Gottlieb, who will still have to be confirmed by the Senate, has made his feelings about mobile health regulation very clear. In 2014, he co-authored a piece for the Wall Street Journal about the FDA's approach to mobile health and in 2015 he wrote a piece for Forbes. In both, he argued that FDA regulation of mobile health stifles innovation for little benefit.

“The ambiguity created by the guidance and the agency's premarket review processes forces innovators to seek the FDA's nod for every new launch and every small advance,” Gottlieb and co-author Colleen Klasmeier wrote for the Journal. “This slows progress to a crawl. Worse, the lag may be almost entirely unnecessary, as most of these products are not properly regarded as a medical device in the first place.”

Gottlieb argues that regulation for mobile health should be the exception, not the rule.

"Most of these products pose very low risk to consumers," Gottlieb wrote in the Forbes piece. "They’re meant to help people track and interpret their own health information. In that respect, they often do little more than help consumers organize information that they could glean for themselves – albeit far less reliably – using the Internet. But since many of the more sophisticated offerings help people diagnose their own illness, FDA says they meet the definition of being a medical device. That makes them subject to a regulatory scheme that was crafted more than 40 years ago, before these technologies were ever imagined.”

Specifically, Gottlieb argues that the point at which a digital health device or app requires regulation is exactly the point at which it becomes innovative, and as a result large companies like Apple are “dumbing down” consumer products, excluding health features they technically could build to elude the FDA.

“FDA has said it doesn’t intend to regulate ‘general wellness’ apps and mobile tech, like fitness and calorie trackers,” Gottlieb wrote in 2015. “But if these platforms make disease-specific claims, FDA wants to review them. When does an app cross that line? Any time it does something smart. Envision a nutrition app that counts your calories and tracks how your diet might raise or lower your risk for diabetes, or cause blood sugar surges. Or an app that helps correlate your symptoms with a list of probable causes.”

As to a solution, Gottlieb has advocated passing responsibility for digital health tools away from the FDA entirely, either to a newly created government group or to the industry to self-regulate. This is a solution that can sometimes evoke eyerolls, but Gottlieb contends that it’s exactly what was done with EHRs at a time when they were a political priority and those in power at HHS didn’t want their adoption to be stymied by FDA regulation.

As FDA commissioner, Gottlieb would have the opportunity to put these ideas into action, assuming his stance hasn't changed over the last few years. If he does, and he’s right that companies are currently holding back innovations, Gottlieb’s tenure could turn out to be a very interesting one for the digital health space.

**Work instructions**
(a) Summarize the passage on Gottlieb and mobile health regulation in two sentences.
(b) According to the passage on Gottlieb and mobile health regulation, in which two publications did Gottlieb write about the FDA's approach to mobile health?
(c) In the passage on Gottlieb and mobile health regulation, rewrite the stretch from "Specifically, Gottlieb argues" through "elude the FDA.", replacing "Apple" with "Google".
The listing after this point comes from a separate source.

**Data shown**
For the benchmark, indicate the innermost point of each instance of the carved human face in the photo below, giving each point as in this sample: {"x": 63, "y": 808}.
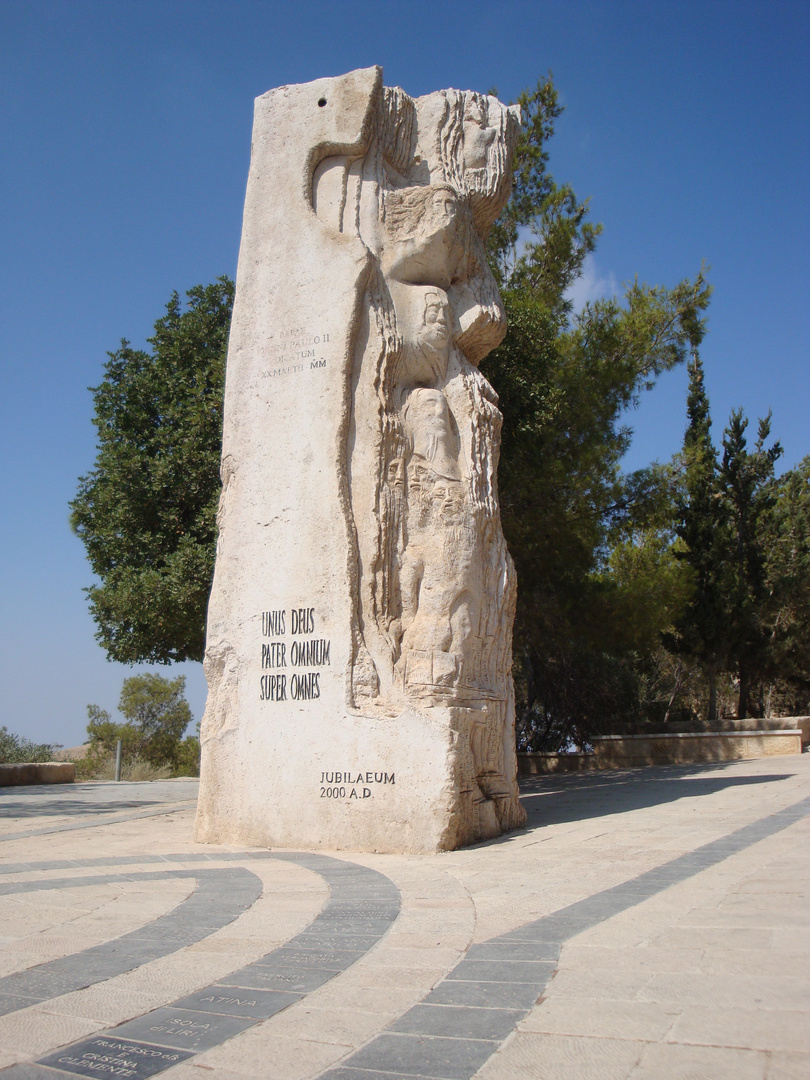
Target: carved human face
{"x": 477, "y": 136}
{"x": 436, "y": 327}
{"x": 395, "y": 473}
{"x": 448, "y": 502}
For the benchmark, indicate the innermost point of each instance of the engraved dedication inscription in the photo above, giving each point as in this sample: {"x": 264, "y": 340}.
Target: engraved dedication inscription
{"x": 361, "y": 616}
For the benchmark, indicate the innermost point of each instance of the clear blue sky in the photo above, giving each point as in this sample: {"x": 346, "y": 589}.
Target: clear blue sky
{"x": 125, "y": 142}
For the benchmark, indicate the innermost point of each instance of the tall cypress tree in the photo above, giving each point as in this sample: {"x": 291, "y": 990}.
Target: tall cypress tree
{"x": 702, "y": 631}
{"x": 747, "y": 487}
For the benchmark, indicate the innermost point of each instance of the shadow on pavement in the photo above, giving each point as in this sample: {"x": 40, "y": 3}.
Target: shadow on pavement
{"x": 54, "y": 808}
{"x": 552, "y": 800}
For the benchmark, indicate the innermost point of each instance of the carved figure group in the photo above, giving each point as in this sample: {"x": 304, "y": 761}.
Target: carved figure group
{"x": 434, "y": 584}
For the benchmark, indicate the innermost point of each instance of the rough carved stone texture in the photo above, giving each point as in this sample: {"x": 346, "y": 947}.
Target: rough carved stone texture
{"x": 359, "y": 643}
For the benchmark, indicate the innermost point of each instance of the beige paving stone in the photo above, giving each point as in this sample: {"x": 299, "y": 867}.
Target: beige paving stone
{"x": 34, "y": 1031}
{"x": 646, "y": 958}
{"x": 797, "y": 941}
{"x": 786, "y": 1066}
{"x": 529, "y": 1056}
{"x": 718, "y": 961}
{"x": 673, "y": 1062}
{"x": 106, "y": 1004}
{"x": 337, "y": 995}
{"x": 259, "y": 1053}
{"x": 747, "y": 1028}
{"x": 715, "y": 937}
{"x": 347, "y": 1027}
{"x": 599, "y": 1017}
{"x": 611, "y": 984}
{"x": 737, "y": 990}
{"x": 385, "y": 975}
{"x": 193, "y": 1069}
{"x": 435, "y": 959}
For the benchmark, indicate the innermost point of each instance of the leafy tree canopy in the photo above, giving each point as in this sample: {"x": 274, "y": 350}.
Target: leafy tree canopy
{"x": 147, "y": 511}
{"x": 156, "y": 716}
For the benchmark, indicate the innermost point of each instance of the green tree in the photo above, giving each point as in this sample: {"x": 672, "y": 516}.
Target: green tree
{"x": 787, "y": 548}
{"x": 158, "y": 710}
{"x": 17, "y": 750}
{"x": 565, "y": 381}
{"x": 147, "y": 511}
{"x": 701, "y": 633}
{"x": 747, "y": 488}
{"x": 156, "y": 716}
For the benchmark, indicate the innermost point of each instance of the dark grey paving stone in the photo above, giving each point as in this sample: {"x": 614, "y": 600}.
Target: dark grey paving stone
{"x": 459, "y": 1022}
{"x": 486, "y": 995}
{"x": 269, "y": 979}
{"x": 233, "y": 1001}
{"x": 286, "y": 958}
{"x": 491, "y": 971}
{"x": 377, "y": 908}
{"x": 552, "y": 930}
{"x": 349, "y": 1074}
{"x": 181, "y": 1029}
{"x": 423, "y": 1055}
{"x": 341, "y": 943}
{"x": 527, "y": 952}
{"x": 40, "y": 985}
{"x": 361, "y": 928}
{"x": 108, "y": 1055}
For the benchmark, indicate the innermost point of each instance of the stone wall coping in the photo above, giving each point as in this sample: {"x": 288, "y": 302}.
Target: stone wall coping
{"x": 702, "y": 734}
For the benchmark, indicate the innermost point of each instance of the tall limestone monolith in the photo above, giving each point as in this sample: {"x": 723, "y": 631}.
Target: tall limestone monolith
{"x": 359, "y": 639}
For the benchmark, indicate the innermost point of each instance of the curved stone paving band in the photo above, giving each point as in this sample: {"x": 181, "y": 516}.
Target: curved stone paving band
{"x": 111, "y": 819}
{"x": 362, "y": 906}
{"x": 220, "y": 896}
{"x": 448, "y": 1036}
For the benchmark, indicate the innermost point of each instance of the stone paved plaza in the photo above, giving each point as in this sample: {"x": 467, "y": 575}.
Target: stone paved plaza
{"x": 649, "y": 923}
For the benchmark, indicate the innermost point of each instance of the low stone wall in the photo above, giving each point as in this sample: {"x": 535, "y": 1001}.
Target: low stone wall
{"x": 802, "y": 723}
{"x": 38, "y": 772}
{"x": 680, "y": 747}
{"x": 616, "y": 752}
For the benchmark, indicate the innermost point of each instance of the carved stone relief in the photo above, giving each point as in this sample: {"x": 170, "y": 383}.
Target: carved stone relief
{"x": 368, "y": 485}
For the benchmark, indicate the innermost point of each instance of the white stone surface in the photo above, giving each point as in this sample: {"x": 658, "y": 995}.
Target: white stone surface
{"x": 359, "y": 640}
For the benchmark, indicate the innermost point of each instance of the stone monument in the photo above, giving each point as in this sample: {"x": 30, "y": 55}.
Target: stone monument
{"x": 360, "y": 626}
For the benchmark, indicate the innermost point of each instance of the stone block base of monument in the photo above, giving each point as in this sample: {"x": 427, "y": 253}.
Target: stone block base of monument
{"x": 37, "y": 772}
{"x": 732, "y": 741}
{"x": 359, "y": 649}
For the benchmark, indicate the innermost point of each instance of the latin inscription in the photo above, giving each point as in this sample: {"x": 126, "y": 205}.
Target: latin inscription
{"x": 112, "y": 1057}
{"x": 353, "y": 785}
{"x": 295, "y": 351}
{"x": 306, "y": 650}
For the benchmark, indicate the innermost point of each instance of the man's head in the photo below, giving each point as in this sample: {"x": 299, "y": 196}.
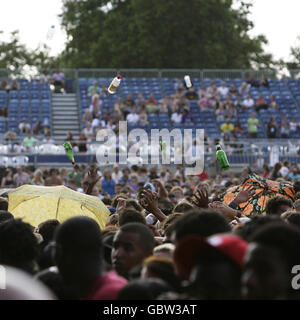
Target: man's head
{"x": 78, "y": 250}
{"x": 278, "y": 205}
{"x": 18, "y": 245}
{"x": 265, "y": 274}
{"x": 132, "y": 244}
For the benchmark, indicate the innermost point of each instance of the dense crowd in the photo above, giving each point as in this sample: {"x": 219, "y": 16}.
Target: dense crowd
{"x": 168, "y": 236}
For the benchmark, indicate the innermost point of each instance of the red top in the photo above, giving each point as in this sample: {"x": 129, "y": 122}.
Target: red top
{"x": 106, "y": 287}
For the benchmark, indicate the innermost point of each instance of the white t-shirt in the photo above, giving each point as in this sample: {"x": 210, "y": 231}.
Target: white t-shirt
{"x": 176, "y": 117}
{"x": 132, "y": 118}
{"x": 223, "y": 91}
{"x": 249, "y": 103}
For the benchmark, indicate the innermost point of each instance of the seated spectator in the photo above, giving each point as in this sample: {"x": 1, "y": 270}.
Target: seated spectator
{"x": 252, "y": 81}
{"x": 94, "y": 89}
{"x": 120, "y": 109}
{"x": 58, "y": 80}
{"x": 129, "y": 102}
{"x": 244, "y": 89}
{"x": 95, "y": 106}
{"x": 232, "y": 91}
{"x": 132, "y": 117}
{"x": 186, "y": 117}
{"x": 284, "y": 127}
{"x": 48, "y": 139}
{"x": 191, "y": 94}
{"x": 227, "y": 127}
{"x": 8, "y": 179}
{"x": 176, "y": 116}
{"x": 220, "y": 113}
{"x": 151, "y": 104}
{"x": 293, "y": 125}
{"x": 261, "y": 103}
{"x": 273, "y": 103}
{"x": 143, "y": 118}
{"x": 263, "y": 81}
{"x": 4, "y": 85}
{"x": 165, "y": 105}
{"x": 238, "y": 130}
{"x": 248, "y": 102}
{"x": 53, "y": 179}
{"x": 87, "y": 117}
{"x": 82, "y": 142}
{"x": 14, "y": 85}
{"x": 253, "y": 125}
{"x": 223, "y": 90}
{"x": 238, "y": 103}
{"x": 88, "y": 131}
{"x": 38, "y": 128}
{"x": 108, "y": 184}
{"x": 24, "y": 126}
{"x": 140, "y": 100}
{"x": 271, "y": 128}
{"x": 38, "y": 178}
{"x": 204, "y": 103}
{"x": 29, "y": 142}
{"x": 178, "y": 85}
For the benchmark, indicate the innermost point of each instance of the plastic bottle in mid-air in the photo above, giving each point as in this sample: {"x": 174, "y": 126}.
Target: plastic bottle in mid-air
{"x": 51, "y": 32}
{"x": 69, "y": 151}
{"x": 188, "y": 82}
{"x": 114, "y": 84}
{"x": 222, "y": 158}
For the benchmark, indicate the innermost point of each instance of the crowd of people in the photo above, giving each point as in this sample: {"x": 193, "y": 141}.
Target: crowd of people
{"x": 168, "y": 236}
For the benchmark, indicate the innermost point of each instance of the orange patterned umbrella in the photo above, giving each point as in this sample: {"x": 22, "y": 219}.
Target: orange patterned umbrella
{"x": 262, "y": 190}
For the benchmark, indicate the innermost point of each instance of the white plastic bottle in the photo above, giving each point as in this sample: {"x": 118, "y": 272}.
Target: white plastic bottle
{"x": 187, "y": 81}
{"x": 114, "y": 84}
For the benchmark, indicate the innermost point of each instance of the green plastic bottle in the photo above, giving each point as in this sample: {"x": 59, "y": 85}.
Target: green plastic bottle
{"x": 222, "y": 158}
{"x": 69, "y": 151}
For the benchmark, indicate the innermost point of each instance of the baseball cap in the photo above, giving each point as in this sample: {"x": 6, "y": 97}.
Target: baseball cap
{"x": 187, "y": 249}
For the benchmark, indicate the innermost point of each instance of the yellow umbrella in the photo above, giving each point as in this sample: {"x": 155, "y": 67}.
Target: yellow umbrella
{"x": 35, "y": 204}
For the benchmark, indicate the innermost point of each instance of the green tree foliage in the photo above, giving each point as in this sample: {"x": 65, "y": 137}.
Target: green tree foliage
{"x": 14, "y": 55}
{"x": 161, "y": 34}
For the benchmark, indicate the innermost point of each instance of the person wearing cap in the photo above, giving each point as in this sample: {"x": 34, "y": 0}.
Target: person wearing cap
{"x": 212, "y": 266}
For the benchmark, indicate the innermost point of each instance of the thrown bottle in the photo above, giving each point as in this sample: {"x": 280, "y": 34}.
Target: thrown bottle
{"x": 69, "y": 151}
{"x": 114, "y": 84}
{"x": 222, "y": 158}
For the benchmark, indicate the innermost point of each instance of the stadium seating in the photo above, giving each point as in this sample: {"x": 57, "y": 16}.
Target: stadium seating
{"x": 287, "y": 96}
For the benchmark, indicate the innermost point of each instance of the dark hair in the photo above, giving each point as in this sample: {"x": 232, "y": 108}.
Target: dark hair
{"x": 183, "y": 207}
{"x": 166, "y": 206}
{"x": 204, "y": 223}
{"x": 294, "y": 219}
{"x": 47, "y": 229}
{"x": 5, "y": 215}
{"x": 18, "y": 245}
{"x": 80, "y": 235}
{"x": 3, "y": 204}
{"x": 274, "y": 203}
{"x": 147, "y": 240}
{"x": 129, "y": 216}
{"x": 286, "y": 240}
{"x": 249, "y": 228}
{"x": 143, "y": 289}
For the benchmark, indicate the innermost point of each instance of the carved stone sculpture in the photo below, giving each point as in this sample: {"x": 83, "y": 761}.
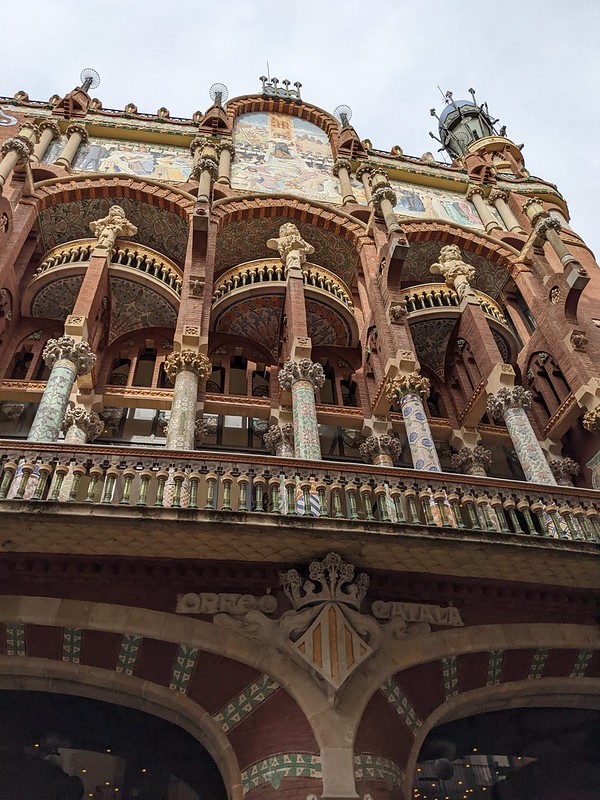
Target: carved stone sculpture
{"x": 114, "y": 225}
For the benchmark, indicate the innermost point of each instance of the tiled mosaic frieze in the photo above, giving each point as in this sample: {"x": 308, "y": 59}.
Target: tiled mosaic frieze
{"x": 246, "y": 702}
{"x": 183, "y": 668}
{"x": 51, "y": 410}
{"x": 276, "y": 768}
{"x": 72, "y": 644}
{"x": 306, "y": 428}
{"x": 128, "y": 653}
{"x": 14, "y": 633}
{"x": 422, "y": 449}
{"x": 377, "y": 768}
{"x": 401, "y": 705}
{"x": 581, "y": 663}
{"x": 530, "y": 454}
{"x": 494, "y": 666}
{"x": 450, "y": 676}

**Task answers**
(a) Gottlieb has argued that FDA regulation of mobile health stifles innovation for little benefit, since most of these products pose very low risk and the point where an app needs review is exactly where it becomes innovative. He has advocated moving responsibility for digital health tools away from the FDA to a new government group or to industry self-regulation, and as FDA commissioner he could put these ideas into action.

(b) The Wall Street Journal (2014) and Forbes (2015).

(c)
Specifically, Gottlieb argues that the point at which a digital health device or app requires regulation is exactly the point at which it becomes innovative, and as a result large companies like Google are “dumbing down” consumer products, excluding health features they technically could build to elude the FDA.